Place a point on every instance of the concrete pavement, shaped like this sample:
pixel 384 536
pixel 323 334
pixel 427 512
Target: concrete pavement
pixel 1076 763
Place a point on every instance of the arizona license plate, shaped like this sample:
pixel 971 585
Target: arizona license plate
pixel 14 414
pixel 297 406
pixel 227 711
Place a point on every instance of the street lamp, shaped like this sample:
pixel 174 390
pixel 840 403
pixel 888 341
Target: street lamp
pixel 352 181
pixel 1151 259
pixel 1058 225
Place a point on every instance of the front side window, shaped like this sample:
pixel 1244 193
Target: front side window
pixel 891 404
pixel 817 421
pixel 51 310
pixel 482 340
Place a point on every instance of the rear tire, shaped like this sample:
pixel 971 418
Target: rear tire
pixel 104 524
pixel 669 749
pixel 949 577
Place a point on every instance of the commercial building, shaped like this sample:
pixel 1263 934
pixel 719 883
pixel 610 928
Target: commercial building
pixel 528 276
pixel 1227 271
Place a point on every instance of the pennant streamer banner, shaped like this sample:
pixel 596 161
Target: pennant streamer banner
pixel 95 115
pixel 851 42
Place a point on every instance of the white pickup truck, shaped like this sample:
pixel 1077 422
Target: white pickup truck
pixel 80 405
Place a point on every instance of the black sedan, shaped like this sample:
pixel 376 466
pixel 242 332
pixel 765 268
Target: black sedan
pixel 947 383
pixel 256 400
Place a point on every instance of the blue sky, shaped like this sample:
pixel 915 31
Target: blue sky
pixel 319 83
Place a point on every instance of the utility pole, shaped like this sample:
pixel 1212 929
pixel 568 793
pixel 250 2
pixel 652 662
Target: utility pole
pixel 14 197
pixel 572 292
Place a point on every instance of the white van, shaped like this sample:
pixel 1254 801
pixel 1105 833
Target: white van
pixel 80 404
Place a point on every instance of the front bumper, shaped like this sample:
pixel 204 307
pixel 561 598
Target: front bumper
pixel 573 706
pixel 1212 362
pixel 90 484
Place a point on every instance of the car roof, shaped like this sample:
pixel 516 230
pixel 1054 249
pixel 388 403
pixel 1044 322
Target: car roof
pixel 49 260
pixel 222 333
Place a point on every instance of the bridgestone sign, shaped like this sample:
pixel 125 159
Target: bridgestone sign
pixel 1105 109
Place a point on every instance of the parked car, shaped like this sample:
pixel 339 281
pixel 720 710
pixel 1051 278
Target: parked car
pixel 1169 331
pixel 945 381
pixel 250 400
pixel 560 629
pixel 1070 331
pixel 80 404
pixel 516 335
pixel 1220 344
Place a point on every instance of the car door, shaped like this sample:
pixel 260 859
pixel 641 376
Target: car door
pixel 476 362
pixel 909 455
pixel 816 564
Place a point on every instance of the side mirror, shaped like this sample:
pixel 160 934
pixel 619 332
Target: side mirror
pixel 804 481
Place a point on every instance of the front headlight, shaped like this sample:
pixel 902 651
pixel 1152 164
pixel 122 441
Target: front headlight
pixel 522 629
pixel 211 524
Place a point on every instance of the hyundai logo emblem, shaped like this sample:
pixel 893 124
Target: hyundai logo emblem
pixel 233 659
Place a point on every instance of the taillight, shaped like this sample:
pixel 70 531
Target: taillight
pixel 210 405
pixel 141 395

* * *

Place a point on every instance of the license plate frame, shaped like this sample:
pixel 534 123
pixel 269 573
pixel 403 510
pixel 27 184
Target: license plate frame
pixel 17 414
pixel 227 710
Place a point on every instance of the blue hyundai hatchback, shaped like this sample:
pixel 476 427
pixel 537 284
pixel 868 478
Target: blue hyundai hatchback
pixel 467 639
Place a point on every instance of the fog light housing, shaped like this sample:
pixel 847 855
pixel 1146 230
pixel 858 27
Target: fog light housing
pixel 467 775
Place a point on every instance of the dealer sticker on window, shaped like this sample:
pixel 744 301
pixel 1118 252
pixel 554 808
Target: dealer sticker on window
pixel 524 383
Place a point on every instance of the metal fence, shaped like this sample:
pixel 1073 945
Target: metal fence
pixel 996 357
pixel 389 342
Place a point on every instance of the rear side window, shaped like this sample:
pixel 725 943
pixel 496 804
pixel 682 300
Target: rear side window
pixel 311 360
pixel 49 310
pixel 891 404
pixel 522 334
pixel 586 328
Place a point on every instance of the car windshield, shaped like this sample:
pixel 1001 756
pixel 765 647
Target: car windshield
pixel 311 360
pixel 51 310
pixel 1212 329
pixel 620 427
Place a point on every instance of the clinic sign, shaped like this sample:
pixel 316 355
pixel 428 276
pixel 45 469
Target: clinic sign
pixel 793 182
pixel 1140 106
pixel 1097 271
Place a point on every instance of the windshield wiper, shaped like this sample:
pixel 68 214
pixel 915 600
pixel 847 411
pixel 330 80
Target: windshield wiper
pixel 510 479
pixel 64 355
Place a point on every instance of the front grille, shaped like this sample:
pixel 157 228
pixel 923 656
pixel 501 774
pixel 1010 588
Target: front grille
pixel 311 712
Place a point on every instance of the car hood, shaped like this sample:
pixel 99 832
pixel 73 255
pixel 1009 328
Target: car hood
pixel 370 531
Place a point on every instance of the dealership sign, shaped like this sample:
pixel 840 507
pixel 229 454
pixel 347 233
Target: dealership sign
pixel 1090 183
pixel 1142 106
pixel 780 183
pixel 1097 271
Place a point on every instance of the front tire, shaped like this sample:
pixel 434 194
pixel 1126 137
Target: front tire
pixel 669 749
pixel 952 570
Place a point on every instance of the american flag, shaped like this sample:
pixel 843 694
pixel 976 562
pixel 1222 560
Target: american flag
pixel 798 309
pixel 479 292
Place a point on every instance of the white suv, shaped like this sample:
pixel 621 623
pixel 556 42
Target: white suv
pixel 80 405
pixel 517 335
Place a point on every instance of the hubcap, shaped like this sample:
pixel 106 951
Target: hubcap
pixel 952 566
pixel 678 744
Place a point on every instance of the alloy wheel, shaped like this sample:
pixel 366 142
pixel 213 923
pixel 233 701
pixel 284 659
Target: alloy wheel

**What to do**: Your answer must consist solely of the lines above between the line holding "Place a point on every instance of the blue hyundai" and the line holding "pixel 858 27", inclusive, copied exactly.

**Worked solution**:
Place a point on every instance of the blue hyundai hatchback, shaped like this sample:
pixel 476 427
pixel 537 284
pixel 868 478
Target: blue hyundai hatchback
pixel 467 639
Place a point on every instance of the fog light housing, shaped like this sample:
pixel 847 855
pixel 1146 230
pixel 858 27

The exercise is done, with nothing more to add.